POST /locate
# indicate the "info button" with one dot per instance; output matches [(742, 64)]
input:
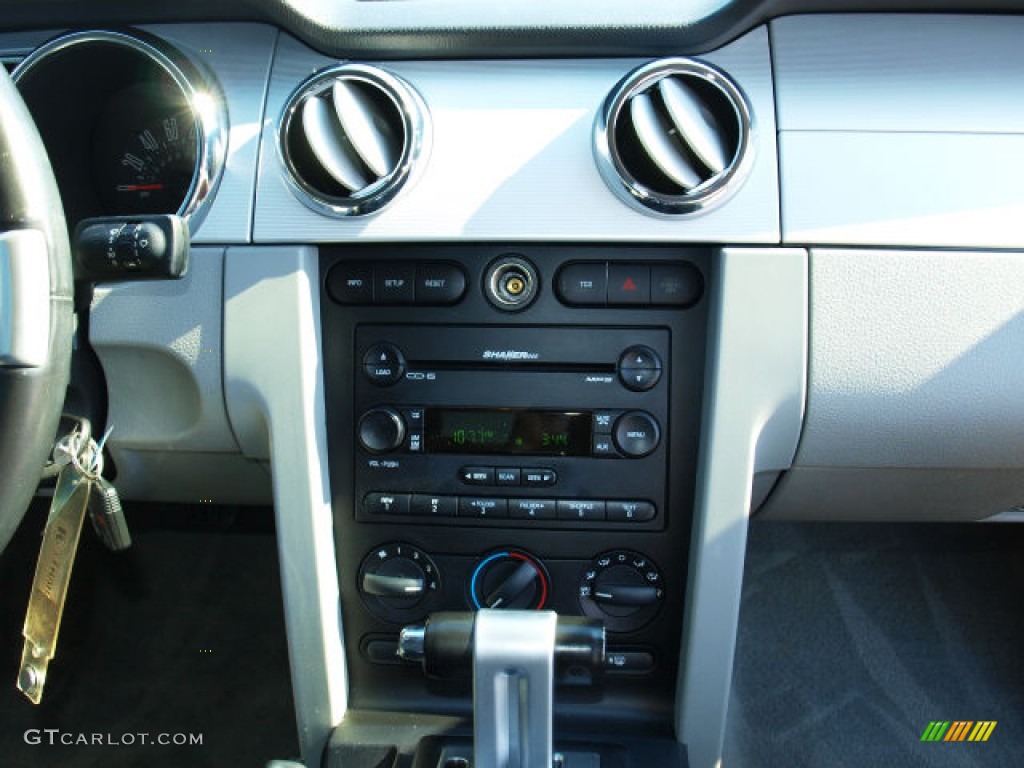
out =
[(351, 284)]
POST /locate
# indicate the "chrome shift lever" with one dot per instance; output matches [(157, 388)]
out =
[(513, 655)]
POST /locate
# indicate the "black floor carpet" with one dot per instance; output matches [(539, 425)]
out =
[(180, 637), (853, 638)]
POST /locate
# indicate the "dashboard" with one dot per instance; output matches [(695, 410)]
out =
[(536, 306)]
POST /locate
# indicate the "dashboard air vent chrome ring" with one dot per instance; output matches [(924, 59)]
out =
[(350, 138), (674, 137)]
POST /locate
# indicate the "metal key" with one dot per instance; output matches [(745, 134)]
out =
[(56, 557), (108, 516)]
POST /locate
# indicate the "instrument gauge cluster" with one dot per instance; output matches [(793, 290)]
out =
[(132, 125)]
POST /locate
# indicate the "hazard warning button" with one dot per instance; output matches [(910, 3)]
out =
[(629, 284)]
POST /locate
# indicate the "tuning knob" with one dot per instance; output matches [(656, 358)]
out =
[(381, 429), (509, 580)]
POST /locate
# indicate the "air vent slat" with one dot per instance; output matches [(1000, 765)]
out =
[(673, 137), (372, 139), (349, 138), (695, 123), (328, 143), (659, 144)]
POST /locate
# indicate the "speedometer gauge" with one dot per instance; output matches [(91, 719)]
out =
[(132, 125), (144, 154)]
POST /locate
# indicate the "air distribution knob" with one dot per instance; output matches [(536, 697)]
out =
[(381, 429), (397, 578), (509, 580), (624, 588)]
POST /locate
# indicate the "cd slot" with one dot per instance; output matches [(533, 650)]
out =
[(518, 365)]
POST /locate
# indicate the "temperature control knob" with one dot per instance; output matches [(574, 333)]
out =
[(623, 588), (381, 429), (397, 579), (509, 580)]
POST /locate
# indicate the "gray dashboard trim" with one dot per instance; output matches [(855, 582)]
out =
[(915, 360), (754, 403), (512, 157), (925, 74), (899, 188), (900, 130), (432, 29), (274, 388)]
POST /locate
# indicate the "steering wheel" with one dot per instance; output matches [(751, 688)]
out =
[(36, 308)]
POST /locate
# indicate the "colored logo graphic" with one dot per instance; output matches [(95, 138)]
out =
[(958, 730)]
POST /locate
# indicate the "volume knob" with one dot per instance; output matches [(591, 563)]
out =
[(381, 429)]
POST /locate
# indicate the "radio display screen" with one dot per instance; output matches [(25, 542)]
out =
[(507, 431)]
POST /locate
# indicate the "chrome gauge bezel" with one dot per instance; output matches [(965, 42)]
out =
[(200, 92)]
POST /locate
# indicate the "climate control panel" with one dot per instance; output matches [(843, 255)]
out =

(TASK INSTRUCTIONS) Make an exact copy of the data above, pictures excluded.

(OUTPUT BELOW)
POST /locate
# indicate the "info button" with one dot per instance; output matches [(742, 64)]
input:
out =
[(351, 284)]
POST /locate
# indicate the "chrome shift lever" with one dot per instance; output matches [(157, 388)]
out =
[(513, 655)]
POST /locate
# indicate the "black floor carpet" with one dot per instance; output matches [(539, 425)]
out =
[(180, 637), (853, 638)]
POST /locate
# indicate the "dashboard" with one dot per instance; output matches [(695, 410)]
out =
[(536, 306)]
POST /locate
# indicate the "dashboard air vent chrome ring" with one dot per instance; output matches [(924, 59)]
out =
[(350, 138), (674, 137)]
POST /locate
# indicate the "metal key" with one dot per instance; output matches [(745, 134)]
out =
[(56, 557), (108, 516)]
POST /locate
# indicate the "instrument gauge cluster" with one dot per instance; output matches [(793, 290)]
out =
[(132, 125)]
POST /locate
# indicate the "hazard warning button" with one dot per instance; output matches [(910, 3)]
out =
[(629, 284)]
POST /locate
# indicate the "tuning knob" with one dot per instance; output matches [(656, 358)]
out =
[(381, 429), (509, 580)]
POST /locate
# indicate the "air vent slat" with one dot per instance; output matches [(1000, 765)]
out =
[(673, 137), (372, 139), (349, 138), (695, 123), (328, 143), (659, 144)]
POST /locate
# indicate the "speedometer gauge" with one dot per instance; output matches [(91, 719)]
out =
[(132, 125), (144, 154)]
POST /locate
# indicate the "air distribution knob" with one dot per instance; output matches [(536, 697)]
out =
[(381, 429), (397, 578), (509, 580), (624, 588)]
POST /locate
# indicate the "cd slot" with one dot per instance; output matches [(533, 650)]
out =
[(518, 365)]
POST /locate
# indicate the "temperature control knob" with one dot per instance; output matches [(574, 333)]
out =
[(623, 588), (381, 429), (397, 579), (509, 580)]
POST /locate
# indicate the "gray dashboard trim" with one dot per instance; output matches [(855, 582)]
out =
[(915, 360), (754, 403), (512, 157), (925, 74), (899, 188), (900, 130), (432, 29), (274, 388)]
POST /locate
# indicate the "steering wheel" with one dot per instance; output matches [(751, 688)]
out =
[(36, 308)]
POST /locate
# indicate the "colored logo graphic" with one dot per instance; output matches [(95, 138)]
out =
[(958, 730)]
POST /locate
# indicate the "volume knob" with one dot per instance; output matches [(591, 563)]
out =
[(381, 429)]
POST /locate
# indicate the "radio display screen" with one dot per instance; output matches [(25, 542)]
out =
[(507, 431)]
POST /locate
# indicate the "chrome gauge bezel" with one dot per instance; output matches [(965, 42)]
out =
[(200, 92)]
POST /locate
# indicate the "climate control panel" with one dot per instance; output matches [(843, 255)]
out =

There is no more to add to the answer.